(Задание) Проверьте, соответствуют ли отрывку о лагере у деревни следующие утверждения. Для каждого ответьте «да» или «нет» и дословно приведите решающие слова отрывка. 1. Новое место лагеря оказалось ниже по течению и ближе к деревне. 2. Первый микроавтобус с туристами добрался до лагеря лишь через неделю после того, как лагерь был разбит. 3. Женщины, ходившие через лагерь за хворостом, хорошо говорили по-английски.

(Цитируемый отрывок)
>>>
В итоге я перебрался вниз по течению, ближе к деревне, оказываясь у нее на виду. Зато от просторов заповедника мой закуток на берегу теперь отделяла массивная древесно-кустарниковая стена, вынуждая любой транспорт кружить по извилистым тропам меж кустов. Уверенный, что через эти дебри проберется только бывалый покоритель буша вроде меня, я разбил лагерь. Разумеется, не прошло и дня, как по свежим следам моих шин ко мне прикатил первый микроавтобус с японцами, выискивающими носорога.
В результате мне по-прежнему с завидной частотой приходилось позировать с бесчувственными павианами для туристских фото, но теперь уже в двух шагах от деревни Роды и Соировы. Женщины, каждый день направлявшиеся через лагерь за хворостом, останавливались поболтать, хотя я знал меньше десятка слов на масайском, а они столько же на суахили и еще меньше на английском. Ребятня, забросив своих коз, торчала в лагере в надежде, что я буду раздавать воздушные шарики или пускать мыльные пузыри. Старики заглядывали ко мне во время ежедневного обхода окрестностей — справиться о здоровье моих неведомых родителей и в тысячный раз безуспешно попытаться выпросить мои часы в подарок.
Благодаря такому близкому соседству я оказывался посвященным в самые разнообразные сплетни. Экскурсовод-британец из соседнего лагеря крутит с какой-то туристкой, пока жена в Англии ухаживает за умирающим родителем. Сама по себе ситуация банальна и неинтересна: немалая доля экспатриантов, работающих в заповеднике с туристами, явно следовала давней британской традиции времен Кенийской колонии — в два счета спиваться, заводить любовниц и, что хуже, превращаться в невыносимо занудных бахвалов. Интересно другое — негласное единодушное одобрение его шашней: любому местному приятно видеть, что даже у белых в почете вековой обычай подыскивать себе вторую жену.
<<<
(Перечень записей)
>>>
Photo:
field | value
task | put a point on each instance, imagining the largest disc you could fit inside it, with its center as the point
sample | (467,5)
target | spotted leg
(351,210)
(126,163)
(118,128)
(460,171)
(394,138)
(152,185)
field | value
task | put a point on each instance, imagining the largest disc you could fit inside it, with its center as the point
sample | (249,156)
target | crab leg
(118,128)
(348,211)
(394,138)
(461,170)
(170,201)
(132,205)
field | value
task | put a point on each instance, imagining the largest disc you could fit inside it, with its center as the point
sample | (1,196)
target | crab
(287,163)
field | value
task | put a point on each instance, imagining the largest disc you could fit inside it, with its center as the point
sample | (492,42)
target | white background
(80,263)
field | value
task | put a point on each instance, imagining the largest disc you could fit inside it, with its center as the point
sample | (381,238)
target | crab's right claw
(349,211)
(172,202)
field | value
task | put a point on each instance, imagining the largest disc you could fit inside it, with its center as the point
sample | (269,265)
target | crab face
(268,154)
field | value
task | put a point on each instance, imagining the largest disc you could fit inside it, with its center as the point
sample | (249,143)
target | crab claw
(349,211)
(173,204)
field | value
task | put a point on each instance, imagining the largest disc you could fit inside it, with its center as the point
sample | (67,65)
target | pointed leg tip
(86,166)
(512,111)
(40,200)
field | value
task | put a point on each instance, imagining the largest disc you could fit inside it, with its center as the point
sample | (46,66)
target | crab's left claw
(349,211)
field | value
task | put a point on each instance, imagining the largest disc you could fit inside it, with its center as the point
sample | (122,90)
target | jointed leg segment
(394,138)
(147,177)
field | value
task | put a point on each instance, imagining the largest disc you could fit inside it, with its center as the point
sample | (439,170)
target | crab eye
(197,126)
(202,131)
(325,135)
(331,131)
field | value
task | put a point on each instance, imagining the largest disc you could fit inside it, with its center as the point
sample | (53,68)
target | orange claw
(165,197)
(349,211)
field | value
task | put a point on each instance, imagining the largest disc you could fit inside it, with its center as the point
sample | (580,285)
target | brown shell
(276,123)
<<<
>>>
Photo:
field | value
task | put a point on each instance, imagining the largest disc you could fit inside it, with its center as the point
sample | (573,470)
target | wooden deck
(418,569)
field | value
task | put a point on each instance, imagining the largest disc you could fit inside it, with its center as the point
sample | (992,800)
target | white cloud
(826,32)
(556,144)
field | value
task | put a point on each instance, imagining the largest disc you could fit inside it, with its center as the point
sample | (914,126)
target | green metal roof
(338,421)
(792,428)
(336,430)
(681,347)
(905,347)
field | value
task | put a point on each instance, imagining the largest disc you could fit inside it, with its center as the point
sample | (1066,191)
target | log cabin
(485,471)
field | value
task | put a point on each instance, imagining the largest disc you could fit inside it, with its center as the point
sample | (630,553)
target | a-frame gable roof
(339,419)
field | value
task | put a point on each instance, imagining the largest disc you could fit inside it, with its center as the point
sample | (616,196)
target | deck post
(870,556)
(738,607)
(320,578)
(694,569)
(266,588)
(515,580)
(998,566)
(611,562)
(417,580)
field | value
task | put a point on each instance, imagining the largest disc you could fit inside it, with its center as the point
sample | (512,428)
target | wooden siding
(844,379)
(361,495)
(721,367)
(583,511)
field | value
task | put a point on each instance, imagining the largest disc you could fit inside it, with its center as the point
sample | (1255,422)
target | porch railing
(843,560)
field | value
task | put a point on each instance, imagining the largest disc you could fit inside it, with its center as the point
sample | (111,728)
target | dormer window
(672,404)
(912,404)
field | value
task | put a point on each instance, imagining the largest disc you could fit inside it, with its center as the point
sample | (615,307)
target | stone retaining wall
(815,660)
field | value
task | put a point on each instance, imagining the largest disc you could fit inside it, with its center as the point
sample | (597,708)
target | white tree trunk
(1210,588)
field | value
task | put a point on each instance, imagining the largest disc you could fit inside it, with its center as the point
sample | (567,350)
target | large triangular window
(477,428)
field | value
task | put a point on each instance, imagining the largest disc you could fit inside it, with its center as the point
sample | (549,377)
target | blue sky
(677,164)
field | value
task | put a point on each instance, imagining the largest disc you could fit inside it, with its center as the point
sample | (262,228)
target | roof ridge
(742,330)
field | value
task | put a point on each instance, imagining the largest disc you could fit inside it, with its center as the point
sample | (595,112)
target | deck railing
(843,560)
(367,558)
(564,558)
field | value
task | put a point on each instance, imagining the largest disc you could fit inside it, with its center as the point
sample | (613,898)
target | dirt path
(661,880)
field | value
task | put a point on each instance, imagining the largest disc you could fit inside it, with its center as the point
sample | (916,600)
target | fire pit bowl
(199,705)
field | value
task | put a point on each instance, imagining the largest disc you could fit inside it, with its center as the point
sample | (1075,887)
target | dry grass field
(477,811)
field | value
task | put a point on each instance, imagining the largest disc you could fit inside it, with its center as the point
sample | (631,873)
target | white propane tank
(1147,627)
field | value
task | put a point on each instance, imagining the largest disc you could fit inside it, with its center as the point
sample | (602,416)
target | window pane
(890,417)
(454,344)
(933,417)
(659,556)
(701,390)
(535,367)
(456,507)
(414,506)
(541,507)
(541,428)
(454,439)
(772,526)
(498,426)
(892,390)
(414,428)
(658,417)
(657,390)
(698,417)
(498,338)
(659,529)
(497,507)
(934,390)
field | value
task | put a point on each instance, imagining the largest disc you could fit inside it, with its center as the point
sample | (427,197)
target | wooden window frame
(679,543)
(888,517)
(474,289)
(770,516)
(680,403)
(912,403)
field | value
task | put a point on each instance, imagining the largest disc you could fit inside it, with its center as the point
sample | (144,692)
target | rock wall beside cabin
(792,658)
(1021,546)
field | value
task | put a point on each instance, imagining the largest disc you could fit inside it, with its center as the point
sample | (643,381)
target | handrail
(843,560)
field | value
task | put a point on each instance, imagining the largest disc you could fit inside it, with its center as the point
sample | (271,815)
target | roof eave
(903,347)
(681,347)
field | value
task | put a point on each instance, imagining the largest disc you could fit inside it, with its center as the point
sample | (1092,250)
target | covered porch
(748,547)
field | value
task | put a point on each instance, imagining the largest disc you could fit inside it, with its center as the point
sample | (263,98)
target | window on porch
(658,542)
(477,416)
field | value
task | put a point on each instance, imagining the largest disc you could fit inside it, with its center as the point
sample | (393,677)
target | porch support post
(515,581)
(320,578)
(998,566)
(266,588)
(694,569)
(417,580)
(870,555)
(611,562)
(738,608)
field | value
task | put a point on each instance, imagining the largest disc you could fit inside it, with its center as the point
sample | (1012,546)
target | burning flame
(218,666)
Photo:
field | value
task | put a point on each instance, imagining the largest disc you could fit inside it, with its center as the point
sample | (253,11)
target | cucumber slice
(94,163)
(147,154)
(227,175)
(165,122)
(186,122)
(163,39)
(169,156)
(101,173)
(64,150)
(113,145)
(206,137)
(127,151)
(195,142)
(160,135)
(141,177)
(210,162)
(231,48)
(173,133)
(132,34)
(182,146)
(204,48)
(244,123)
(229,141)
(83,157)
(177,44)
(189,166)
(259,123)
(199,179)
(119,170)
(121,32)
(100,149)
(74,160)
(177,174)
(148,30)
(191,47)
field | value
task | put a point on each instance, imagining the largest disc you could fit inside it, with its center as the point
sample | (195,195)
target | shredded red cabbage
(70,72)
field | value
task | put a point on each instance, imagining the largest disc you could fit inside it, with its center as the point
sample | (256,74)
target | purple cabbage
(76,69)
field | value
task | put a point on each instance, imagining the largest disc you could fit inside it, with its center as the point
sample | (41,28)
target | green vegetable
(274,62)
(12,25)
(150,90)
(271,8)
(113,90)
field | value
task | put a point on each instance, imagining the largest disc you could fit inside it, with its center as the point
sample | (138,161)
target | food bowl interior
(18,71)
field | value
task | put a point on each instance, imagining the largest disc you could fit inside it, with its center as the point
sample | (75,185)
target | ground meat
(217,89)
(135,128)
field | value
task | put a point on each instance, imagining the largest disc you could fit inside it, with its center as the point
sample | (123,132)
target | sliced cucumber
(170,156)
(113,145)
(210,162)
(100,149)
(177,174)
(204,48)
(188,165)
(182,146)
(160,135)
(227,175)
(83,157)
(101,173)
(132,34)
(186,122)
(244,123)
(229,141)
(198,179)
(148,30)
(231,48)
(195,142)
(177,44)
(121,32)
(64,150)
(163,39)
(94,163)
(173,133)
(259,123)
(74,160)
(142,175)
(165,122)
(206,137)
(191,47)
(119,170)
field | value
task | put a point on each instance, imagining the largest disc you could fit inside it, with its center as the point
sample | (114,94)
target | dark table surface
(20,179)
<<<
(Ответ к заданию)
1. Да: «В итоге я перебрался вниз по течению, ближе к деревне».
2. Нет: «не прошло и дня, как по свежим следам моих шин ко мне прикатил первый микроавтобус с японцами».
3. Нет: «а они столько же на суахили и еще меньше на английском».